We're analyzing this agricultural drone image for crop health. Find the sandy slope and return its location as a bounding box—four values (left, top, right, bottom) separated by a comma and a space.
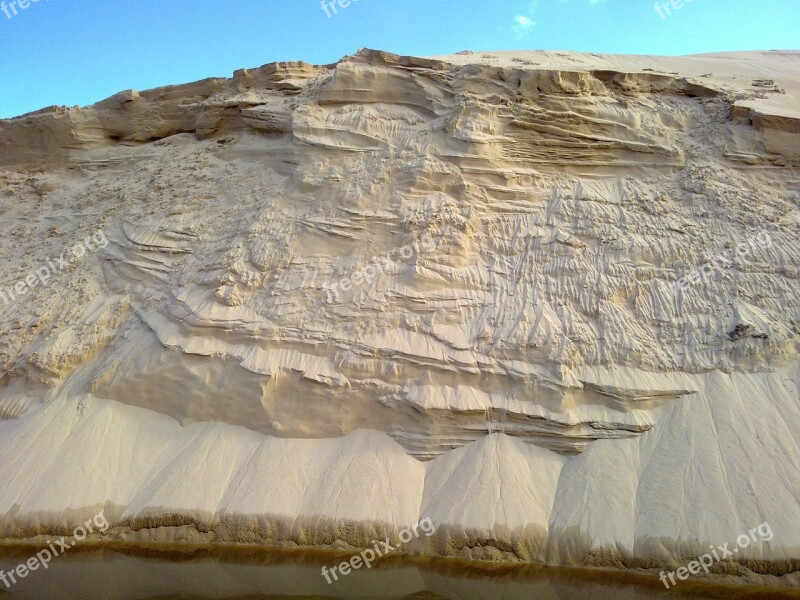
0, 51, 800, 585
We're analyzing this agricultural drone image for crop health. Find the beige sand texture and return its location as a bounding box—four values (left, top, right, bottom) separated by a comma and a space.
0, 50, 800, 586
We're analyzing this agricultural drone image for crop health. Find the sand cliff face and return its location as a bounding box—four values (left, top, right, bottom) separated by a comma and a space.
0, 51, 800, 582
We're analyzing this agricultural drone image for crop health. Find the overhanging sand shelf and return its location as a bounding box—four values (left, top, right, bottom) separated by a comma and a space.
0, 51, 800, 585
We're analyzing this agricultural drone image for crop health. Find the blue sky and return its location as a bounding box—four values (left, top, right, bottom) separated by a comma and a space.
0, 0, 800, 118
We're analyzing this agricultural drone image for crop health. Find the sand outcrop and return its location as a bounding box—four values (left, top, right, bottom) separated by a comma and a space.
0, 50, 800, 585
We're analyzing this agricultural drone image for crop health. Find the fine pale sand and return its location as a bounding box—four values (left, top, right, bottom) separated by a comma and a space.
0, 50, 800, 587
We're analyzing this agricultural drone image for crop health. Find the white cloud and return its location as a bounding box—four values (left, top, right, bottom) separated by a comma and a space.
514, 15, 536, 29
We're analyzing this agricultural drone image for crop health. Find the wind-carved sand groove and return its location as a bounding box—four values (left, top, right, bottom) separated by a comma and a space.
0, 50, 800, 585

==

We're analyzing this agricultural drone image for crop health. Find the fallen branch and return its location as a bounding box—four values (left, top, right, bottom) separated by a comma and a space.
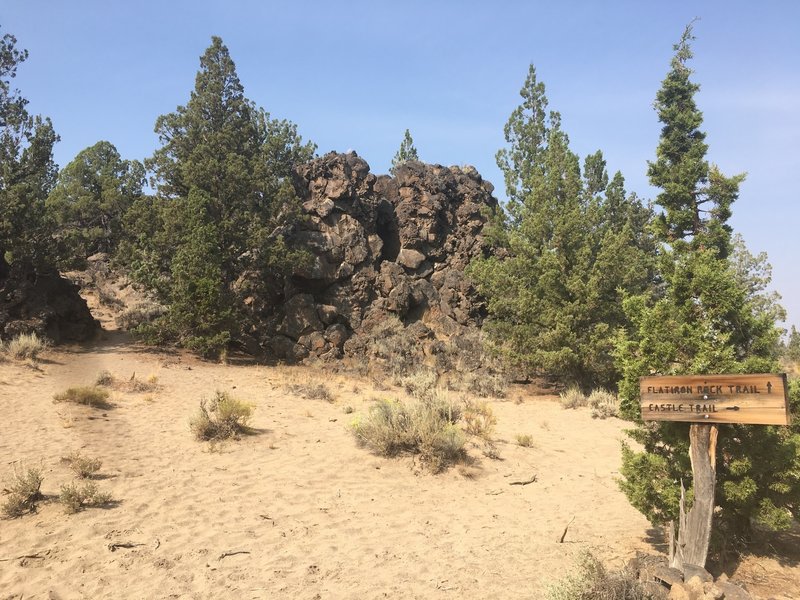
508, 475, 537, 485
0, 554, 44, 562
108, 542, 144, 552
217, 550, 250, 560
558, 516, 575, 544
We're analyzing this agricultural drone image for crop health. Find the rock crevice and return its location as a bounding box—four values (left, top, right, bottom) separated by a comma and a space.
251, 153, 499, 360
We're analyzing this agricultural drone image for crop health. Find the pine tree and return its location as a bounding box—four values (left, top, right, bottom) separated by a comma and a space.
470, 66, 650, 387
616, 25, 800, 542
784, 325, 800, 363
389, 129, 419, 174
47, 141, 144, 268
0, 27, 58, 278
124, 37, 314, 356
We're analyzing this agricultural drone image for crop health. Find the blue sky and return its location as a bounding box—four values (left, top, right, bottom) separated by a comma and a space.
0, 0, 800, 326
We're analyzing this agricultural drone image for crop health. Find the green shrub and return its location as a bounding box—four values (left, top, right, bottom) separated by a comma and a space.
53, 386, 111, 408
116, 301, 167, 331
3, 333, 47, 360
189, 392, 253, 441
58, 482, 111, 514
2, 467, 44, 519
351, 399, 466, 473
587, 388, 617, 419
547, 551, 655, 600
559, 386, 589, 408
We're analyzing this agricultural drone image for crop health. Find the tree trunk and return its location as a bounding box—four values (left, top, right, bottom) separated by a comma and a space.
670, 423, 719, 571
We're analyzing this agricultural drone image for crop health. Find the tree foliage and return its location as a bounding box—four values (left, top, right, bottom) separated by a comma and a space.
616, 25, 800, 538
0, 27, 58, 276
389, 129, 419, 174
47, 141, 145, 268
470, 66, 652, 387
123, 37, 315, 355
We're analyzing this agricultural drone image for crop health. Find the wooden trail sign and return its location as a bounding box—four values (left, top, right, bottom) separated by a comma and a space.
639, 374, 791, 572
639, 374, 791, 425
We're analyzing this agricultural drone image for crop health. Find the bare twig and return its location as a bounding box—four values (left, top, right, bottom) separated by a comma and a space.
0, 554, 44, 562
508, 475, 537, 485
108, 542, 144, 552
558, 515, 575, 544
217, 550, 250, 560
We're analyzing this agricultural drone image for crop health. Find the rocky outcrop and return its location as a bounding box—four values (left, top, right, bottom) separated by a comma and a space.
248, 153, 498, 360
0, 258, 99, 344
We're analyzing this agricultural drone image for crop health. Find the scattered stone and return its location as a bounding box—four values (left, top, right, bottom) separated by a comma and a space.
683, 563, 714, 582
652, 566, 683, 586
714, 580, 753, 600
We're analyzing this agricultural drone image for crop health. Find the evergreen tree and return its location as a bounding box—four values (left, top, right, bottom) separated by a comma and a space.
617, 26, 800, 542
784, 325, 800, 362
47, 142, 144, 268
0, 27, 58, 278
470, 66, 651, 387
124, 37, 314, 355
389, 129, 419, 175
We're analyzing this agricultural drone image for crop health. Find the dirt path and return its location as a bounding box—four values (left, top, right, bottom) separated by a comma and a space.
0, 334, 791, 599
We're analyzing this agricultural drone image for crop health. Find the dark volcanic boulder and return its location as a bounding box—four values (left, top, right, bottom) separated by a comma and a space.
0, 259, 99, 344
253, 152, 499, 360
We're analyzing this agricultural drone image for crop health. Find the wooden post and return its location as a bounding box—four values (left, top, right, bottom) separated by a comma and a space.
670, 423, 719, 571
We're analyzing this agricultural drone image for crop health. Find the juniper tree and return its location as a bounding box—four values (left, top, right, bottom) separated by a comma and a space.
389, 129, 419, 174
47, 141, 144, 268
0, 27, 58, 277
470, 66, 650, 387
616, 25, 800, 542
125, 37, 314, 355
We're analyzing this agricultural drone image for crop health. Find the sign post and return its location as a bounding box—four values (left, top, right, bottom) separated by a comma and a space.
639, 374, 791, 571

### WHAT TO WORK ON
Write out the rows above word for word, covering the stretch from the one that contains "the sand cliff" through the one that contains "0, 51, 800, 582".

### TASK RESULT
We're analyzing this agricultural drone image for crop health. Find the sand cliff face and return its location as a bounding box—four values (left, top, right, bottom) separated by a comma and a space.
0, 51, 800, 582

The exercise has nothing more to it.